Document passage:
· · · · · · ·
ACLU-NM Seeks Records About FBI Collection Of Racial And Ethnic Data

The American Civil Liberties Union of New Mexico (ACLU-NM) released a statement today reporting that they have asked the FBI to turn over records related to the agency’s collection and use of race and ethnicity data in local communities. According to a 2008 FBI operations guide, FBI agents have the authority to collect information about and map so-called “ethnic-oriented” businesses, behaviors, lifestyle characteristics and cultural traditions in communities with concentrated ethnic populations. While some racial and ethnic data collection by some agencies might be helpful in lessening discrimination, the FBI’s attempt to collect and map demographic data using race-based criteria for targeting purposes invites unconstitutional racial profiling by law enforcement, says the ACLU.
· · · · · · ·
Dataset section:
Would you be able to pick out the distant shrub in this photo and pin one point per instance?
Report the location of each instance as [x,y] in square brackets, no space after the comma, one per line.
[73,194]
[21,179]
· · · · · · ·
Stated exercise:
Copy the passage on FBI racial and ethnic data collection word for word, starting at "ACLU-NM Seeks Records" and ending at "says the ACLU.". You won't need the lines for this.

Written solution:
ACLU-NM Seeks Records About FBI Collection Of Racial And Ethnic Data

The American Civil Liberties Union of New Mexico (ACLU-NM) released a statement today reporting that they have asked the FBI to turn over records related to the agency’s collection and use of race and ethnicity data in local communities. According to a 2008 FBI operations guide, FBI agents have the authority to collect information about and map so-called “ethnic-oriented” businesses, behaviors, lifestyle characteristics and cultural traditions in communities with concentrated ethnic populations. While some racial and ethnic data collection by some agencies might be helpful in lessening discrimination, the FBI’s attempt to collect and map demographic data using race-based criteria for targeting purposes invites unconstitutional racial profiling by law enforcement, says the ACLU.